DESCRIPTION OF THE TASK: Update the material below by replacing "metal fret" with "fret wire" and leaving everything else as it is.

MATERIAL TO PROCESS:
-=-=-=-=-
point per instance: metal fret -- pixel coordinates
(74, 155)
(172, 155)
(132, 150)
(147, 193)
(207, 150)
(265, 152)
-=-=-=-=-
RESPONSE FOR THIS EXERCISE:
point per instance: fret wire -- pixel coordinates
(74, 155)
(172, 155)
(132, 150)
(147, 193)
(207, 150)
(265, 152)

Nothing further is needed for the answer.